Time Series Cube DM - IVOA Note

Tue Mar 21 16:39:35 CET 2017

Markus,

On Tue, Mar 21, 2017 at 9:35 AM, Markus Demleitner <
msdemlei at ari.uni-heidelberg.de> wrote:

> Dear DM,
>
>
> On Mon, Mar 20, 2017 at 03:47:55PM -0400, CresitelloDittmar, Mark wrote:
> > In the cube model, I want to say: "A DataProduct has one or more
> Coordinate
> > system specifications, and the DataProduct owns its instances of
> CoordSys"
>
> I think here we're getting to the bottom of what we're trying to work
> out here: *why* do you want to say this?  What I'm trying to argue in
> my parallel mail
> http://mail.ivoa.net/pipermail/dm/2017-March/005492.html (look for
> "For illustration") is that an object about you'd say such things
> isn't what's actually useful for clients.  These, rather, need
> annotation topical for what they're trying to do (data structure for
> a cube plotter, axis/frame metadata for data merging component,
> dataset metadata for an ingestor or a bibliography component).

▸ **Request A**
Summarize the Time Series Cube message in two sentences.
▸ **Request B**
Carry on the Time Series Cube message after its final sentence.
The listing that comes next is separate material with no connection to the Time Series Cube message.

▸ **Items**
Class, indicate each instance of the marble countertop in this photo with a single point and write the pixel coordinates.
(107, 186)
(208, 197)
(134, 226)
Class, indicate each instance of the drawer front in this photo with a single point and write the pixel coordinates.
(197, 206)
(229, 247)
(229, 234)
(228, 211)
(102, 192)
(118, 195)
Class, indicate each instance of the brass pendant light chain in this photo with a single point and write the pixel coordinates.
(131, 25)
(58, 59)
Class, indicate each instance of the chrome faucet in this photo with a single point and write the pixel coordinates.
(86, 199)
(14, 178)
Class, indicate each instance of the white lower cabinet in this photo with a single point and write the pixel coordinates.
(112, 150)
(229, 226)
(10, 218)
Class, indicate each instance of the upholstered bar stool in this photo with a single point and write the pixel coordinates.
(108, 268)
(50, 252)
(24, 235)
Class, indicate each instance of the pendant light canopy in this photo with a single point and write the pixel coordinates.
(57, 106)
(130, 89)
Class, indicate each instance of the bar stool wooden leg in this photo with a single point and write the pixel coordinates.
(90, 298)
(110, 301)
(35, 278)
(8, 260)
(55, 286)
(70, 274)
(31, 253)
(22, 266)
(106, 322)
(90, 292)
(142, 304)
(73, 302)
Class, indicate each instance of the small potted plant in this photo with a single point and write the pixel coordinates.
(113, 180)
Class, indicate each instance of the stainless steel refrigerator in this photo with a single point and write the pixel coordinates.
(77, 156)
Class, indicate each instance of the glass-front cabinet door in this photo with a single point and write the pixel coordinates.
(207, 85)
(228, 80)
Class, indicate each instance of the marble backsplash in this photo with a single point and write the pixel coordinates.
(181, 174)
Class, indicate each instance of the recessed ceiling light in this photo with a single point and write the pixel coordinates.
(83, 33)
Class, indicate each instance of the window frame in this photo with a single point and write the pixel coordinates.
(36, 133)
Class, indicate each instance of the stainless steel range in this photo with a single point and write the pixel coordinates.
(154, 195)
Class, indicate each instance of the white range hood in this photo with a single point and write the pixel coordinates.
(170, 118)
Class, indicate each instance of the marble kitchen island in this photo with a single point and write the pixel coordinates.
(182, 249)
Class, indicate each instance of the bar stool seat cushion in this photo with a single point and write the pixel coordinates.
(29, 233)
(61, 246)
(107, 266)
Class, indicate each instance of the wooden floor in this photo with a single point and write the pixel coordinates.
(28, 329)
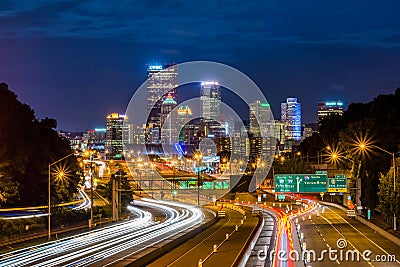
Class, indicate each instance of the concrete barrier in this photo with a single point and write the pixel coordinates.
(155, 254)
(374, 227)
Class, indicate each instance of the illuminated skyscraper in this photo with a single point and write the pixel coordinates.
(291, 116)
(210, 98)
(260, 118)
(329, 107)
(115, 130)
(169, 133)
(161, 80)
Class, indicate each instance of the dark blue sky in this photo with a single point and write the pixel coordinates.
(77, 61)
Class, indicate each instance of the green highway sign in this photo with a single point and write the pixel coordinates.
(337, 184)
(300, 183)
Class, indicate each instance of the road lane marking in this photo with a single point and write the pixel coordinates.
(363, 234)
(222, 226)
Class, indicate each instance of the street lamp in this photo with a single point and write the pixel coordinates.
(198, 156)
(49, 192)
(363, 147)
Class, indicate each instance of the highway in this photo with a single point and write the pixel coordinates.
(202, 245)
(112, 244)
(331, 230)
(265, 242)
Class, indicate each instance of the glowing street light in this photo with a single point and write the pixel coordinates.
(61, 174)
(363, 147)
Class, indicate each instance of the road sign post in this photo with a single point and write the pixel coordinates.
(337, 184)
(300, 183)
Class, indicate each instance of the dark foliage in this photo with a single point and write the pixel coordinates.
(27, 146)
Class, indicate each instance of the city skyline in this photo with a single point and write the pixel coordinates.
(77, 62)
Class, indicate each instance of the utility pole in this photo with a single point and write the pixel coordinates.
(91, 190)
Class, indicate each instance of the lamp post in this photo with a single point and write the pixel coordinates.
(49, 193)
(364, 146)
(198, 157)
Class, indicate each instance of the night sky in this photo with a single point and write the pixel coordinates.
(77, 61)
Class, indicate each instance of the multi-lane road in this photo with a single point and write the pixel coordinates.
(113, 244)
(317, 236)
(201, 247)
(338, 240)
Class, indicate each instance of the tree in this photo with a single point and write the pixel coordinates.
(27, 146)
(122, 178)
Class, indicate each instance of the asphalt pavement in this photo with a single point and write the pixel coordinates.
(338, 240)
(201, 247)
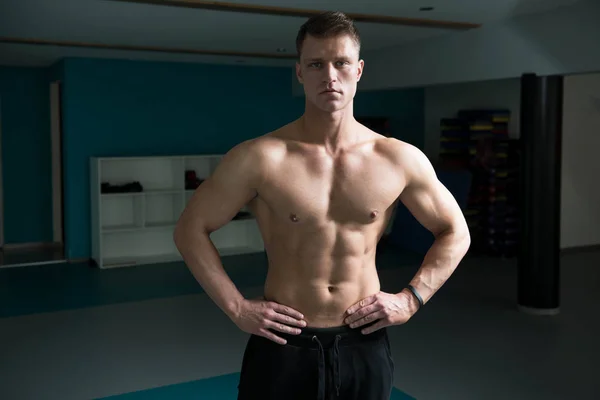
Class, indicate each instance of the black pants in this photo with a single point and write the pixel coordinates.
(319, 364)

▸ **Response A**
Mark CresitelloDittmar wants the cube model to state that a DataProduct has one or more coordinate system specifications and owns its instances of CoordSys. Markus Demleitner asks why, arguing that such an object is not what clients actually find useful, since they need annotation suited to their specific tasks, such as data structure for a cube plotter, axis/frame metadata for a data merging component, or dataset metadata for an ingestor or bibliography component.

▸ **Response B**
>
> The only reason I can see to have a "God Object" that gobbles up all
> these individual annotations could be some sort of validation
> component, as you argue here:
>
> > My impression is not that you object to the items per se, but rather that
> > they are explicitly connected in the model.. that it would be sufficient
> to
> > simply serialize a coordsys instance in my cube, and since CoordSys is a
> > valid, modeled object, that is all I need to do.  If this is so.. what is
> > lost is the ability to validate the data product.  How do I know if the
> > instance has all the expected components?
>
> First, for me, yes it's the coupling of the various models I'm
> worried about.
>
> On the validation: What's actually relevant to a given client is that
> a given annotation is what it expects, e.g., frame metadata for the
> merge component I have imagined in the use case in the cited mail.
> For the merge component, an NDCube annotation is unimportant, as is
> the Dataset annotation; when there's good STC annotation, it is good
> to go.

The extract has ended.